Sampling, rates, and reaction currents through reverse stochastic quantization on quantum computers

TL;DR

This paper introduces a quantum computing approach using stochastic quantization to efficiently sample from Boltzmann distributions and compute reaction currents, addressing challenges in statistical mechanics and rare-event processes.

Contribution

It presents a novel quantum algorithm leveraging stochastic quantization for sampling and reaction rate calculations, without relying on oracles or quantum walk operators.

Findings

Quantum states can be variationally prepared for unbiased sampling.

Reaction rate constants are obtained as ground state energies.

Hybrid quantum-classical schemes help explore complex configuration spaces.

▸ Extracted data:

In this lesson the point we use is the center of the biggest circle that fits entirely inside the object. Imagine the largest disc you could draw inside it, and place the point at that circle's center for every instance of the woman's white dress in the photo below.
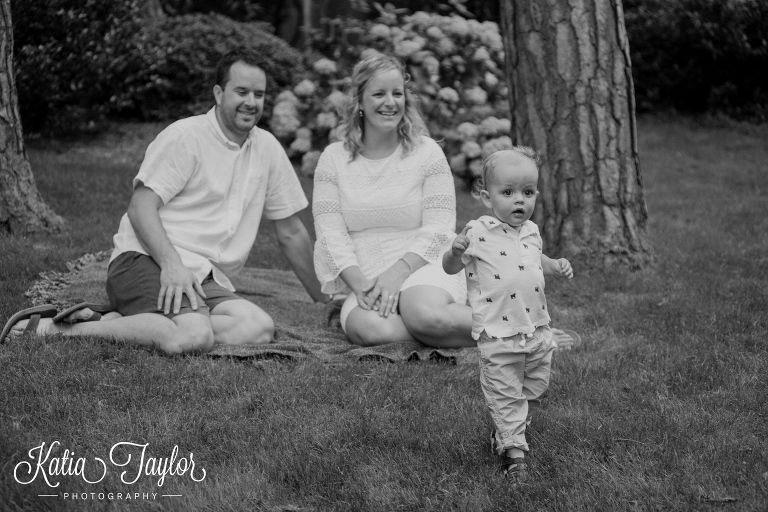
(369, 213)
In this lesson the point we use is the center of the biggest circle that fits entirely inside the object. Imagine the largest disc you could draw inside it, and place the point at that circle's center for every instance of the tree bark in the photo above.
(572, 100)
(22, 210)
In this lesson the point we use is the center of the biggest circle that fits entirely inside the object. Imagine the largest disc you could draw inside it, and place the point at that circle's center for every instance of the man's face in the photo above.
(240, 103)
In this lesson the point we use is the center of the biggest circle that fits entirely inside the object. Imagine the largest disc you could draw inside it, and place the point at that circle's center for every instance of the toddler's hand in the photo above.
(565, 269)
(461, 242)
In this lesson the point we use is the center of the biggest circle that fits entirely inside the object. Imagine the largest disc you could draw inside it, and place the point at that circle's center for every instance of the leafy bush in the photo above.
(62, 51)
(170, 72)
(700, 55)
(456, 65)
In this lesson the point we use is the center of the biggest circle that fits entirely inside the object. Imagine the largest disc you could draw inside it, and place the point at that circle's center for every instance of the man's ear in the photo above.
(486, 198)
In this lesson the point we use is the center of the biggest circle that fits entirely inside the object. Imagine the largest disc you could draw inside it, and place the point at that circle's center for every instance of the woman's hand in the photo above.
(383, 292)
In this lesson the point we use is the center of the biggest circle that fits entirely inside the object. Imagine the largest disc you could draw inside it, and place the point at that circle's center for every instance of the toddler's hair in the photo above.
(489, 164)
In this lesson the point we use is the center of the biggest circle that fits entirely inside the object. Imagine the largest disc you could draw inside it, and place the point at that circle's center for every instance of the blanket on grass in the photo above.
(303, 328)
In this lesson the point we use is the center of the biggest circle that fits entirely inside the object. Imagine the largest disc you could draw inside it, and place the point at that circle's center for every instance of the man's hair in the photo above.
(490, 163)
(237, 55)
(411, 126)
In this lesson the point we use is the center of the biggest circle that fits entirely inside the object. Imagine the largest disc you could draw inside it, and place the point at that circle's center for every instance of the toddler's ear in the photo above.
(486, 198)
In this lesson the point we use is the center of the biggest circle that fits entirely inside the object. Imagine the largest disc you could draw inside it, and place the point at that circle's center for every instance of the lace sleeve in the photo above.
(438, 208)
(334, 249)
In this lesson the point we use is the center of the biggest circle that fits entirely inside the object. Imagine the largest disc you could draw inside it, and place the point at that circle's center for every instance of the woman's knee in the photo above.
(430, 322)
(370, 330)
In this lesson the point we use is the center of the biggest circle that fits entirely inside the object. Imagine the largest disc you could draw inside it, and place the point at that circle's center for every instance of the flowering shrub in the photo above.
(456, 65)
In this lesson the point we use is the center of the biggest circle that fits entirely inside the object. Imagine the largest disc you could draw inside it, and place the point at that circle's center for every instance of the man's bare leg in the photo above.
(183, 333)
(241, 322)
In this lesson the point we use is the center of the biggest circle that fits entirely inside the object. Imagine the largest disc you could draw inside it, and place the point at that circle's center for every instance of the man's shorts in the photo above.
(133, 284)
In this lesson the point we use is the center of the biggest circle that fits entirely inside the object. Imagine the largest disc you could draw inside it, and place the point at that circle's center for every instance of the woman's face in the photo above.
(383, 102)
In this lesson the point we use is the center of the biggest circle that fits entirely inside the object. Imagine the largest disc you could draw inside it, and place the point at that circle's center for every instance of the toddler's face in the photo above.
(512, 191)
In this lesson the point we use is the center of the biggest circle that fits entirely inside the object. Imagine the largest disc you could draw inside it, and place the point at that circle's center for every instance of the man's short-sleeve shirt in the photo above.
(214, 193)
(505, 280)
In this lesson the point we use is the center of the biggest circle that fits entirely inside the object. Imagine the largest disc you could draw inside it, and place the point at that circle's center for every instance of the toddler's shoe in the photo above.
(514, 469)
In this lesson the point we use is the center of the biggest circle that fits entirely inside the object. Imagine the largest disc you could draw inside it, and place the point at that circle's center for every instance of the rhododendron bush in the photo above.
(456, 65)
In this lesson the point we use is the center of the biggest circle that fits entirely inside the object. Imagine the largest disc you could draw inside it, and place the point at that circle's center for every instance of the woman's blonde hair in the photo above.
(492, 160)
(411, 126)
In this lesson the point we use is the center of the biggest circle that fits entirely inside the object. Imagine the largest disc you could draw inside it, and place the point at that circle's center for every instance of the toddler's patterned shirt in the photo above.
(505, 280)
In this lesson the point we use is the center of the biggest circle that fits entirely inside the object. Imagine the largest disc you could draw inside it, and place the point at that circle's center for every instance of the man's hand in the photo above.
(564, 269)
(175, 281)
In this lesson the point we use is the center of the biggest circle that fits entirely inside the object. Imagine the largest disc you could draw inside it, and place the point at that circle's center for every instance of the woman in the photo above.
(385, 211)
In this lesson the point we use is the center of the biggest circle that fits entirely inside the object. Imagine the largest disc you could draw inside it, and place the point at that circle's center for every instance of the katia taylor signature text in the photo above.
(131, 458)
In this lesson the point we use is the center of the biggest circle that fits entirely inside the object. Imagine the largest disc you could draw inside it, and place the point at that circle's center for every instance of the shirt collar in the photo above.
(491, 222)
(219, 133)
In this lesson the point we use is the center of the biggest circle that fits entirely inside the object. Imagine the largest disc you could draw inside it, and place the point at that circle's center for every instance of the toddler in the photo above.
(505, 271)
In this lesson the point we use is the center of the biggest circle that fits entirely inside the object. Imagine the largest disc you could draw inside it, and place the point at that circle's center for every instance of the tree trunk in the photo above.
(572, 100)
(22, 210)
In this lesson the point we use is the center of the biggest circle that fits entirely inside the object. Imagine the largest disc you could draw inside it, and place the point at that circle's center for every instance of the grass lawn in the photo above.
(664, 407)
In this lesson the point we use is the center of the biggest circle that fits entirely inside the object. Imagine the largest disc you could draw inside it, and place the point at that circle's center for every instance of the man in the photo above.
(196, 206)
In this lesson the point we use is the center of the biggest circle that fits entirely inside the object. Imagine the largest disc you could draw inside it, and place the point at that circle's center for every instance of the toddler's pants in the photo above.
(511, 374)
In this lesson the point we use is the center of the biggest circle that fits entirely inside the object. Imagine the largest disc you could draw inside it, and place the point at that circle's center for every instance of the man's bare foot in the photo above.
(81, 315)
(46, 326)
(565, 340)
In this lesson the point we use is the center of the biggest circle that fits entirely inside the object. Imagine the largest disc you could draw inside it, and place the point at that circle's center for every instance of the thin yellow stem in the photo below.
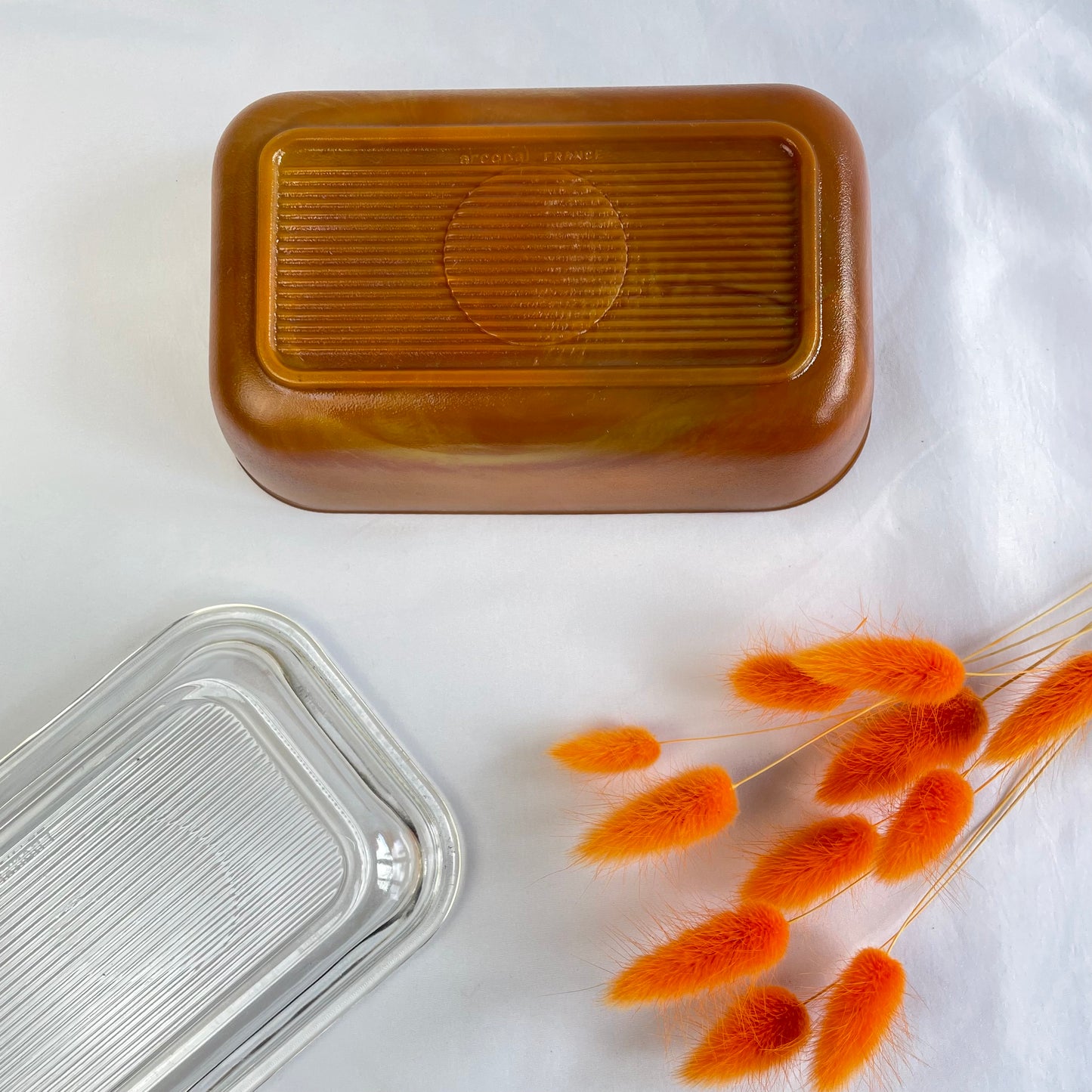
(1031, 637)
(989, 780)
(988, 824)
(815, 998)
(1053, 647)
(753, 732)
(1030, 621)
(831, 898)
(809, 743)
(1019, 675)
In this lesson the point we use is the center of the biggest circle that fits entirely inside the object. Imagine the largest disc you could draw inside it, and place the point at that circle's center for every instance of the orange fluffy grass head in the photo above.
(812, 863)
(771, 679)
(672, 815)
(897, 744)
(765, 1028)
(858, 1018)
(1060, 704)
(733, 944)
(908, 669)
(933, 815)
(608, 750)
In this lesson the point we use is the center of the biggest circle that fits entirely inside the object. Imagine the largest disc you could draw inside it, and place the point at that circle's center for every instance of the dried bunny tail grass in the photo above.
(1062, 702)
(673, 815)
(858, 1017)
(933, 815)
(812, 863)
(733, 944)
(895, 745)
(908, 669)
(608, 750)
(765, 1028)
(771, 679)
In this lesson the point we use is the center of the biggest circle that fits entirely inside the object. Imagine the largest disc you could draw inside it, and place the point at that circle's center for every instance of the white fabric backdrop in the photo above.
(481, 639)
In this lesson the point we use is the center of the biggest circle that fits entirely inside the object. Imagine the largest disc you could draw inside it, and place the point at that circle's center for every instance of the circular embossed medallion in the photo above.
(535, 258)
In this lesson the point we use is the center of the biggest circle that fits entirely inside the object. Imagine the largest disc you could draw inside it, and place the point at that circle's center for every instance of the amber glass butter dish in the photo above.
(543, 301)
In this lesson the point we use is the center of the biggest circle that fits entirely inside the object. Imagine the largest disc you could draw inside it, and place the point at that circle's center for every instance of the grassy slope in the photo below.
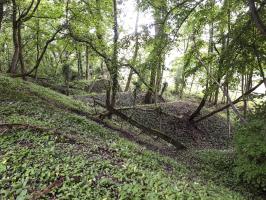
(93, 162)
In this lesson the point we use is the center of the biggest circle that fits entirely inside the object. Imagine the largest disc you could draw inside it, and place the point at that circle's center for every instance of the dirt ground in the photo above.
(171, 119)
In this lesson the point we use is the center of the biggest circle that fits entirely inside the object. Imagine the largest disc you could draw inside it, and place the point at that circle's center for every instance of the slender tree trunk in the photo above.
(21, 58)
(1, 13)
(135, 51)
(256, 18)
(87, 63)
(114, 66)
(37, 44)
(15, 26)
(230, 103)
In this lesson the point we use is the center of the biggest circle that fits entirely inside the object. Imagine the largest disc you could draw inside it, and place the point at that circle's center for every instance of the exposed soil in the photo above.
(170, 118)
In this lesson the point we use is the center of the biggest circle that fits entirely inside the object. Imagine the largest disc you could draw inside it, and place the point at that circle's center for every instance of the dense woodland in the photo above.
(132, 99)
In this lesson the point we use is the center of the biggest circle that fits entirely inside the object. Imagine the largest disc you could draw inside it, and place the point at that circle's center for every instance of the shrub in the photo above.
(250, 143)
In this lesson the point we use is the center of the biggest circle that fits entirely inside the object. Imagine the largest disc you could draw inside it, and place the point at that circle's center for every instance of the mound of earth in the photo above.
(172, 119)
(98, 86)
(123, 98)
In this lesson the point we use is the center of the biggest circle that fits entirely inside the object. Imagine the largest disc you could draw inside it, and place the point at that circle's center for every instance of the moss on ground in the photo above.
(87, 161)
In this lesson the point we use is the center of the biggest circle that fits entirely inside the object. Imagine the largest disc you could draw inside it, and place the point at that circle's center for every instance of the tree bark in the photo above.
(256, 18)
(135, 51)
(229, 104)
(1, 13)
(15, 58)
(87, 63)
(114, 70)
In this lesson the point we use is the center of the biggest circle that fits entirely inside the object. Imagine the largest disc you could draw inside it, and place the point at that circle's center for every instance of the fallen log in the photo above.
(178, 145)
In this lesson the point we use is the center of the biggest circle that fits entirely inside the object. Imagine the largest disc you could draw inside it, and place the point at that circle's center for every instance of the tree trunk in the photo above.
(87, 63)
(1, 13)
(114, 71)
(135, 51)
(15, 26)
(256, 18)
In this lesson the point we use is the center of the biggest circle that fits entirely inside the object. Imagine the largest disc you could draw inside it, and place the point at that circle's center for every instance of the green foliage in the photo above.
(250, 142)
(94, 162)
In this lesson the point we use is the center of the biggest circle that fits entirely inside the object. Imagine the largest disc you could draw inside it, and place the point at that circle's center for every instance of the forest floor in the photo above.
(52, 147)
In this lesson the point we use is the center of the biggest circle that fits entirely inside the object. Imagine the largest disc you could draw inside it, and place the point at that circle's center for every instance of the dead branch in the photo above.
(145, 129)
(56, 184)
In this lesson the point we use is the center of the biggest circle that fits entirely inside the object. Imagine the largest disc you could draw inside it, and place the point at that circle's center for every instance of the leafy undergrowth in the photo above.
(84, 161)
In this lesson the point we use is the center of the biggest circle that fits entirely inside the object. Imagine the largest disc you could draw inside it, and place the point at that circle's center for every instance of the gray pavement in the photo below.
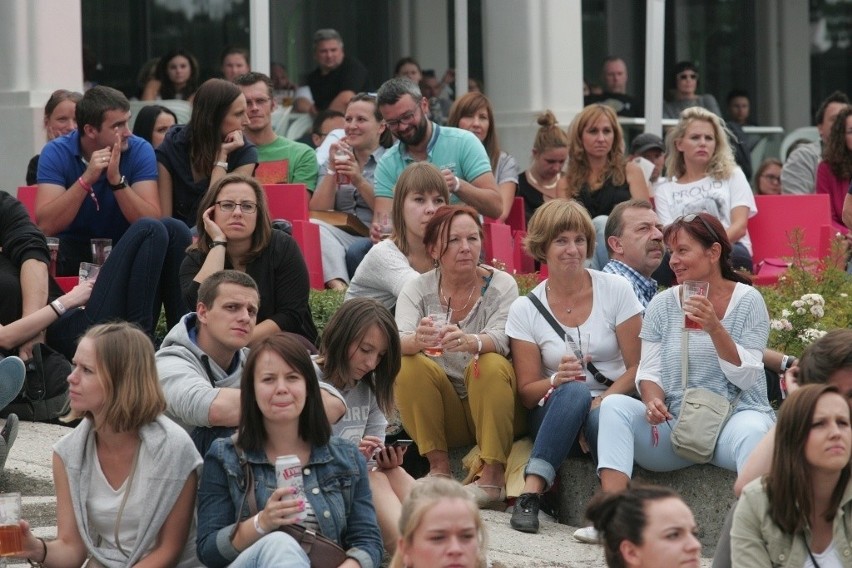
(28, 471)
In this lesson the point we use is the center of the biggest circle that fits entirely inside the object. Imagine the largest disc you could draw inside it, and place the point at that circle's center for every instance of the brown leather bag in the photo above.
(321, 550)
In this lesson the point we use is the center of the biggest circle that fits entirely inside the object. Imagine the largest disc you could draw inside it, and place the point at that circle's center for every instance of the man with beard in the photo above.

▸ Work order:
In the paper summary on reverse stochastic quantization, what are reaction rate constants obtained as?

▸ Answer for the task:
Ground state energies.